Özel şirketlerin yaptığı elektrik zamları büyük tepki toplarken, Erdoğan yönetimi dev kamu tekeli TEİAŞ'ı satışa çıkardı.
Türkiye Elektrik İletim A.Ş. (TEİAŞ) stratejik önemi nedeniyle 36 yıldır özelleştirmelerde kapsam dışı tutuluyordu ve bir sabah Resmi Gazete'de yayınlanan Cumhurbaşkanlığı kararnamesiyle özelleştirme kapsamına alındı.
Zarar ettiği için mi?
Özelleştirme savunucularına göre kamu şirketleri zarar etmeye mahkumdur, bu yüzden özel şirketlere satılmalıdır. TEİAŞ'a bu açıdan bakıldığında tam tersi bir durum karşımızı çıkıyor.
2020 yılında en fazla kâr eden 500 şirketi arasında TEİAŞ 26. sırada. Varlıklarının toplam değeri 27,9 milyar TL'yi buluyor.
Kamu tekeli, 2018'de 3 milyar 258 milyon TL, 2019 yılında 2,1 milyar TL, 2020'de 6,1 milyar TL, brüt kâr elde etmiş. Yani zarar ettiği elden çıkarılan bir kamu kuruluşu değil.
Fahiş zamlar
Özelleştirmecilerin bir diğer iddiası ise özelleştirilen kamu hizmetlerinin daha da ucuzlayacağıydı.
Türkiye Elektrik Kurumu (TEK) önce üretim, dağıtım ve iletim olarak 3 parçaya bölündü. Elektrik dağıtımı 2013 yılı itibarıyla tamamen özel şirketlerin eline geçti.
Üretimde ise geçen 96 bin MW gücün, sadece 21,4 bin MW kısmı kamuda.

Amaç 1:
TEİAŞ'la ilgili metinde “Kamu tekeli, 2018'de” sözleriyle başlayan paragrafı kısaltarak madde listesi hâlinde yazın.
Amaç 2:
TEİAŞ'la ilgili metne göre elektrik dağıtımı hangi yıldan itibaren tamamen özel şirketlerin eline geçti?
Amaç 3:
TEİAŞ'la ilgili metni son cümlesinden sonrasını yazarak sürdürün.

Veri alıntıları:
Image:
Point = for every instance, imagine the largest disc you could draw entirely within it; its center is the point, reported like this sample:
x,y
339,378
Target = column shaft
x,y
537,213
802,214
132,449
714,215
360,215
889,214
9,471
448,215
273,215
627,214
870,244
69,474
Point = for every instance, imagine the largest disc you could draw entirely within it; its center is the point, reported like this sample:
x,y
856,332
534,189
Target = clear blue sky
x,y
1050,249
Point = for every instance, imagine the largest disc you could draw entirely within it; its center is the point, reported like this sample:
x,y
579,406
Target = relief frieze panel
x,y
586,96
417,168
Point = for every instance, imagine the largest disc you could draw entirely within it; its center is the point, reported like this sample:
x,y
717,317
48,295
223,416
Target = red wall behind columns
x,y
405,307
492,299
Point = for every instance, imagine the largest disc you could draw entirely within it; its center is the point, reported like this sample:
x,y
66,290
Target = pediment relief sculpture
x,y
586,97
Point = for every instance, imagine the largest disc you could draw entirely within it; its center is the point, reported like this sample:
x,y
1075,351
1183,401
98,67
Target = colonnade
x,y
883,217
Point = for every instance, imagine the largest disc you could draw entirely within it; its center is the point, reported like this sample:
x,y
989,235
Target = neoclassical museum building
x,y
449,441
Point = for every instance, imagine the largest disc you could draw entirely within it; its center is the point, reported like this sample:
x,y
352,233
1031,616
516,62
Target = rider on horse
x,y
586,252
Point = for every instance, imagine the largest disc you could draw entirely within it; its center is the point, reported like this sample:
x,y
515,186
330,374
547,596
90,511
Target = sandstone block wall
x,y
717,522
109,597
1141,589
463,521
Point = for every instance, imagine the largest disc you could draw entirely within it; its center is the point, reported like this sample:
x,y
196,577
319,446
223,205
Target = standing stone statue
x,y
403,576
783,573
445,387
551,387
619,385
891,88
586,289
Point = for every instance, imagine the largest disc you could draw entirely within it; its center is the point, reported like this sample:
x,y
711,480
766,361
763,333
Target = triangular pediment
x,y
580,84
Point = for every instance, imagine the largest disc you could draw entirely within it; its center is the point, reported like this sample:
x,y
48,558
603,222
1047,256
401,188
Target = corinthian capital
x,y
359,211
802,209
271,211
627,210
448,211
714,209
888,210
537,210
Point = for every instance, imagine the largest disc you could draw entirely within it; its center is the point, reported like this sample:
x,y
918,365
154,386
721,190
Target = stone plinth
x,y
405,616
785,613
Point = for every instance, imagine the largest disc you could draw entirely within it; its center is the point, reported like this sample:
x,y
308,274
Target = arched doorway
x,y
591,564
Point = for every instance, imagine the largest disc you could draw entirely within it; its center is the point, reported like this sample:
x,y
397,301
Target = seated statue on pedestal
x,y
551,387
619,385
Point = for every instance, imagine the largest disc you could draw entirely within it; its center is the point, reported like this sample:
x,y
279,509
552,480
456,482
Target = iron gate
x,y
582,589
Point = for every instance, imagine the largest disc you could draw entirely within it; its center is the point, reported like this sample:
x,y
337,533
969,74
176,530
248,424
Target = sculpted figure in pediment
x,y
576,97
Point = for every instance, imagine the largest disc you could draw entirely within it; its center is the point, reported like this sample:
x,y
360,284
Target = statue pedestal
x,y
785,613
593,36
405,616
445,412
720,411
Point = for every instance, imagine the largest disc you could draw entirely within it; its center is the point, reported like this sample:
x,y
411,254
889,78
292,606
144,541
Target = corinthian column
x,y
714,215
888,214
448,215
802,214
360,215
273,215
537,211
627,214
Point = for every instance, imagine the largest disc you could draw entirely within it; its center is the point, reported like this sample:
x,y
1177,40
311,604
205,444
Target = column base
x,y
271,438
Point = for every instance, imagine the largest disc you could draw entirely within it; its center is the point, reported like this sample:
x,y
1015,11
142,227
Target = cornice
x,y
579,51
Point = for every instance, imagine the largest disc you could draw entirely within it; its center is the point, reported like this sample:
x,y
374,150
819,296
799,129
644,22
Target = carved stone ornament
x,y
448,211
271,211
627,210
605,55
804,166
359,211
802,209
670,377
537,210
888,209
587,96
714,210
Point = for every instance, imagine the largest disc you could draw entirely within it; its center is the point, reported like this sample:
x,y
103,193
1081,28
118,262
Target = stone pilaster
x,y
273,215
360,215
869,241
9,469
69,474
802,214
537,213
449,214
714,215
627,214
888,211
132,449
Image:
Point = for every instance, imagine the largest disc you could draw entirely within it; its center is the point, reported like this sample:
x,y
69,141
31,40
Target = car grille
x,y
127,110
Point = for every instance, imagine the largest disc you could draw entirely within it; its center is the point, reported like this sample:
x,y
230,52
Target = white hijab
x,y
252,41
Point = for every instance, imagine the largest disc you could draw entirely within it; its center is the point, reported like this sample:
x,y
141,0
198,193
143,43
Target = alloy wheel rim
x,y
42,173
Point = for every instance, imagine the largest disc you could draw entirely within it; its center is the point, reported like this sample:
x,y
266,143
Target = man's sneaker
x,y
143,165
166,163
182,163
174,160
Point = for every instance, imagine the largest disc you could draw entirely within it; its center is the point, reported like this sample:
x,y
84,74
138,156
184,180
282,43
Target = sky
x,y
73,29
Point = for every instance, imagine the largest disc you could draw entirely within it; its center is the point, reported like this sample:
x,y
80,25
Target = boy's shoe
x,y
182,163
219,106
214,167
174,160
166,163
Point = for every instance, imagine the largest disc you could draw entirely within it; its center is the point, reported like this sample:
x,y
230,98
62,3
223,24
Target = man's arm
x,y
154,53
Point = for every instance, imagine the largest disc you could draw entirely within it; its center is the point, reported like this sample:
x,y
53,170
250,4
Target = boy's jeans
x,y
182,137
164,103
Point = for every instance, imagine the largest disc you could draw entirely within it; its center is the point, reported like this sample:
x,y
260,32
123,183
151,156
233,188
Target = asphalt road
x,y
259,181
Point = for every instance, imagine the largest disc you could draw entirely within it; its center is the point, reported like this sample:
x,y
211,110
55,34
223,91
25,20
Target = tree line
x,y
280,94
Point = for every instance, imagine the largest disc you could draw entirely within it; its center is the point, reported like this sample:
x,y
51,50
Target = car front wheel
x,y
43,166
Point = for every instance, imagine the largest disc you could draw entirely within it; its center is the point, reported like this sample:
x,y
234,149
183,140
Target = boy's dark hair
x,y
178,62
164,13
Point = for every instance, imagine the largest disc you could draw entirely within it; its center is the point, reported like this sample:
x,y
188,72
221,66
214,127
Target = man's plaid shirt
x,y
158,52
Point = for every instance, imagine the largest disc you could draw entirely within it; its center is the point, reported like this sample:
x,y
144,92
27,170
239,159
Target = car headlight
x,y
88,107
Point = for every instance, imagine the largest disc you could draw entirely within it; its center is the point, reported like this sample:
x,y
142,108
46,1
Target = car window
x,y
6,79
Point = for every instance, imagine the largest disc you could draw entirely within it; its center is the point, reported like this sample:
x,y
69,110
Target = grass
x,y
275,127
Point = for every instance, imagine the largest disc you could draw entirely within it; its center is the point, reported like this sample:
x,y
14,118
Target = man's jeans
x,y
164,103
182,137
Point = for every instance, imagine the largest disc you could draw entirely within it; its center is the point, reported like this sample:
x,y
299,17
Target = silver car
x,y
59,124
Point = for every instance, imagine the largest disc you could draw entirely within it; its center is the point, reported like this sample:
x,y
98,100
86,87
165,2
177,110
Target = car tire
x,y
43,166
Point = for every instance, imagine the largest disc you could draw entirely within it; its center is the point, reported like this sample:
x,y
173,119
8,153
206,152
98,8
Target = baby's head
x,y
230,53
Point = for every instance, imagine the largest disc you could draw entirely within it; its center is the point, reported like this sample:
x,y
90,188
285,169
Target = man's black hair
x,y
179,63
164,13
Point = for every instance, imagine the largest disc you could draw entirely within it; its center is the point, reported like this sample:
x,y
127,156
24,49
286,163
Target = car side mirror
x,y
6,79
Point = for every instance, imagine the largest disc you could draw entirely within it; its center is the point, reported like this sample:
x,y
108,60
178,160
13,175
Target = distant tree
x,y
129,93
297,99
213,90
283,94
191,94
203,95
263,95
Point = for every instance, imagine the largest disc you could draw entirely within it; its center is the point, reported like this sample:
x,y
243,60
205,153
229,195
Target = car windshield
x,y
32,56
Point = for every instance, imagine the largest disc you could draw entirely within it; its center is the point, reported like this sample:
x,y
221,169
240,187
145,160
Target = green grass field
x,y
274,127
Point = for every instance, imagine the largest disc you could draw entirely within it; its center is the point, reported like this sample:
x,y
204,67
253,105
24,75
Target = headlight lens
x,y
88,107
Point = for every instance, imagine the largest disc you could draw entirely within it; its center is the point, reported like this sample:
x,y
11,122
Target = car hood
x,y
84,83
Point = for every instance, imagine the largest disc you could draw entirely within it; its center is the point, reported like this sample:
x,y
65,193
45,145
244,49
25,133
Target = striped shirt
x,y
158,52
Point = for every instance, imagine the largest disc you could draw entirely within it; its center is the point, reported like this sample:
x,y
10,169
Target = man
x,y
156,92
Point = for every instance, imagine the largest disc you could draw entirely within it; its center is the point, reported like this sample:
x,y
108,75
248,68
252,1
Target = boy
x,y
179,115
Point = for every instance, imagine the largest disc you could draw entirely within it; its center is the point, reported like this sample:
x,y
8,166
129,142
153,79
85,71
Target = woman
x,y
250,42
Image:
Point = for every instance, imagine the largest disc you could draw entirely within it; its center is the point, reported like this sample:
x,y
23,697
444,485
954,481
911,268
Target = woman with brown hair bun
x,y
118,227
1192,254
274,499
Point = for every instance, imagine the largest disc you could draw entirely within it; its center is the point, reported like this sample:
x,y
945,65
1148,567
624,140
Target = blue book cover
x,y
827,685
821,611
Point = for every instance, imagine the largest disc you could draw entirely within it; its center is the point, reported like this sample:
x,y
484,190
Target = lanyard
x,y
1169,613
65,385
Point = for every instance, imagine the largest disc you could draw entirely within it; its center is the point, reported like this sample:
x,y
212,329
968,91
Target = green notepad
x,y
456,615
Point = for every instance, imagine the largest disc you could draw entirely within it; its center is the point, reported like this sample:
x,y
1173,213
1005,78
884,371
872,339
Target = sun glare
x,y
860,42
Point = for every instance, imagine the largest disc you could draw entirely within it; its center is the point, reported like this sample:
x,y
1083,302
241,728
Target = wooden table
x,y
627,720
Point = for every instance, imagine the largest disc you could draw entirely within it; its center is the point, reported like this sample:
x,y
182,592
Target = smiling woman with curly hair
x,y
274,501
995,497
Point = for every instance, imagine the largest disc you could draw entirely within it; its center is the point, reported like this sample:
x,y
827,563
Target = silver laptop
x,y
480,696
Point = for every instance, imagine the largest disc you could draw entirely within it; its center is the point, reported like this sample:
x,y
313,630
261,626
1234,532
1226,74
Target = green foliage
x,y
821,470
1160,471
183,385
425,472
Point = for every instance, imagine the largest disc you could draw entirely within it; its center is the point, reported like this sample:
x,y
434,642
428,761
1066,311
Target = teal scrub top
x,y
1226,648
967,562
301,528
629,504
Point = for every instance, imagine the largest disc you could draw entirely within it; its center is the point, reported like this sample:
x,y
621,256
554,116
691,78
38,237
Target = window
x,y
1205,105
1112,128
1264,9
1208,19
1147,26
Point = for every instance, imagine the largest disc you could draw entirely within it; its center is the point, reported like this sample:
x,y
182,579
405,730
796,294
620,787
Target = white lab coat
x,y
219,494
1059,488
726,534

Sonuç 1:
- 2018 brüt kârı: 3 milyar 258 milyon TL
- 2019 brüt kârı: 2,1 milyar TL
- 2020 brüt kârı: 6,1 milyar TL
- TEİAŞ, zarar ettiği için elden çıkarılan bir kamu kuruluşu değildir.

Sonuç 2:
2013 yılından itibaren.

Sonuç 3:
2018-2021 yılları arasında halka ödetilen elektrik faturaları yüzde 123 zamlandı.
Devletin elektrik üretimi ve dağıtımından çekilmesi, özelleştirme yanlıların iddia ettiği gibi faturaların azalmasına değil tam tersine neden oldu.
Aceleciliklerin sebebi
Şimdi ise alelacele iletim kısmı satışa çıkarıldı. Oysa iktidar düne kadar, iletimin devlet elinde tutulması ile sektörün kamu çıkarı yönünde dengeleneceğini ve TEİAŞ'ın sektöre liderlik edeceğini savunuyordu.
Özelleştirme politikalarının yarattığı ekonomik yıkım ortadayken, neden kâr eden bir kamu tekelini satmak istiyorlar?
Sonbahar yaklaşıyor. 448 milyar dolarlık kronik dış borç bulunamadığı gibi, faiz ödemeleri kapıda. Yabancı sermaye Türkiye'den kaçıyor. Bir zamanlar sihir gibi gösterilen "sıcak para" yok, Hazine'nin kasası da boşalmış durumda.
Kanal İstanbul'la ilgisi olmayan bir köprüde şatafatlı temel atma töreninde olduğu gibi TEİAŞ'ı satma aceleciliğinin temelinde de çöküşte olan ekonomiye kısa vadeli nefes aldırma girişimleri var. Ve bu girişimlerin merkezinde, kamu ya da halkın çıkarı değil, Erdoğan yönetiminin iktidarını sürdürmesi amacı yatıyor.
O meşhur 128 milyar dolar da iktidar ayakta kalabilsin diye satılmıştı. Şimdi sıra TEİAŞ'a gelmiş gözüküyor.
Özelleştirmeye neden karşı çıkmalıyız?
TEİAŞ'ın özelleştirilmesi işçiler ve emekçiler açısından nasıl sonuçlara yol açacak?
İktidar bu satışı yapabilirse, enerji sektörünün tamamı özel şirketlerin eline geçecek, yani insafsız zamlar otomatiğe bağlı bir şekilde kat be kat artacak.
Eğer bu satış gerçekleşirse TEİAŞ'da çalışan işçiler (personel sayısı 8071) kazanılmış haklarını kaybedecek, sendikasızlaştırma ve taşeronlaşma yani işten çıkarmalarla karşı karşıya kalacak.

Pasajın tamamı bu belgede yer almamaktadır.